■ Work task
Continue the reflection on an unexpected, high-risk pregnancy, starting right after its last sentence.

■ Text passage

As I write the first few posts to this study—God has me right here, in another place of surprise, shock, horror, and desperation—completely at the end of myself—in need of intervention only He can provide.
In my trying to express the importance of unopened packages—He has brought me to a place where I feel all of it. I felt surprise at the knowledge of an unplanned pregnancy.
I felt excitement begin to bubble as Brian and I nervously laughed at God’s plans versus ours.
I felt horror as I experienced what I was sure was a miscarriage, something I've already walked through.
I felt shock and joy hearing a heartbeat on the ultrasound.
I felt the weight of strong words as the Doctor said, “complicated,” “hemorrhaging,” and “continued risk of miscarriage.”
I felt the mixed swirl of emotions as we told our parents about a heartbeat, and the waiting period ahead of us. I hold my breath with no idea when or how I’ll exhale next.
So ladies, I need to admit to you that as I type, I'm holding a very real, yet figurative unopened box in my lap. There's a baby inside, and I really want to open it in April.

■ Information provided
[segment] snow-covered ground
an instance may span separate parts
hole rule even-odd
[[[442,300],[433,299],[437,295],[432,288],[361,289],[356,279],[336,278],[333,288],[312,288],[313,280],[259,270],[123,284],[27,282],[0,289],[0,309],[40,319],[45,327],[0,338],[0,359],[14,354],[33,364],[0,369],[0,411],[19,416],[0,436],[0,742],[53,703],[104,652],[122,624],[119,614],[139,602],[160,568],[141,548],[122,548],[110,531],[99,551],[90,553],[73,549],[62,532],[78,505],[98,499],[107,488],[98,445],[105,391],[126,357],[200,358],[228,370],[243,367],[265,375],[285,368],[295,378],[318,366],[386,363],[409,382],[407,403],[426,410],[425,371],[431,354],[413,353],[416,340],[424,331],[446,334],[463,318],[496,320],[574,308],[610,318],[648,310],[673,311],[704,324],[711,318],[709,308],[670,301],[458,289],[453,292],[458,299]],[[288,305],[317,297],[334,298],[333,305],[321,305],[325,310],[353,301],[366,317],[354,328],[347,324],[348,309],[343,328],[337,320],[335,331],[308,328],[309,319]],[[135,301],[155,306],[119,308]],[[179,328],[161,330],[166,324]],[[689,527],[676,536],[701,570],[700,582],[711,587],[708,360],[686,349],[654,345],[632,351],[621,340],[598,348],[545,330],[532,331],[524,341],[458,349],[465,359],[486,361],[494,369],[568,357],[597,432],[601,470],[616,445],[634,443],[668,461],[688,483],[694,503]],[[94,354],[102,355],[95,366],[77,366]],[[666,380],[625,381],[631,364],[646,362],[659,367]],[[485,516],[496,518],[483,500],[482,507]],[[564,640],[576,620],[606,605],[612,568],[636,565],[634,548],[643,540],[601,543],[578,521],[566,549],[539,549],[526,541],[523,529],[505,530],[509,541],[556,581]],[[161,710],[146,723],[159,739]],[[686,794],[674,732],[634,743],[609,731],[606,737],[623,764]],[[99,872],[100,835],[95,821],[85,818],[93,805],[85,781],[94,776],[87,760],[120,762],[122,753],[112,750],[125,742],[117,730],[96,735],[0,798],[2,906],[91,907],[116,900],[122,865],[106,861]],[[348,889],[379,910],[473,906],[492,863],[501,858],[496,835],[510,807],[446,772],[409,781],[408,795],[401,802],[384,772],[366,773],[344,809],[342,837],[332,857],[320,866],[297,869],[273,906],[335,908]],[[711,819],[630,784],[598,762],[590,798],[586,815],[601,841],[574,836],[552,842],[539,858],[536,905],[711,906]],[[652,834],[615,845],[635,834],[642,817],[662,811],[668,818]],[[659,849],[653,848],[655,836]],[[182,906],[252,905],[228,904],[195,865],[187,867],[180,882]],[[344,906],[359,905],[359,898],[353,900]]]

■ Response to this exercise
I wait on the Lord, praying for the baby to grow.
Sometimes boxes are petty, immature and a result of cultural over-influence. Sometimes they are the opposite. Sometimes they are raw and unavoidable—boxes wrapped with what should have or could have been. Sometimes packages are completely out of our control.
But they continue to sit, wrapped neatly, unopened, and waiting to be dealt with.
Philippians 2:12-13 “Therefore, my beloved, as you have always obeyed, so now, not only as in my presence, but much more in my absence, work out your own salvation with fear and trembling, for it is God who works in you, both to will and to work for His good pleasure.”
I close my eyes, and I’m back on that church stage, 18, bold yet scared, and believing that anything is possible. I believed then that the God calling me nine hours from home was calling me to great things. That His plans are always good, and perfect.
Tonight, I search for words. I want to praise Him, but I really just want to be held by Him. I still believe He who has called me is great, His plans are good and perfect. But 12 years ago, my dream journal was without a trial, and a history, like this one.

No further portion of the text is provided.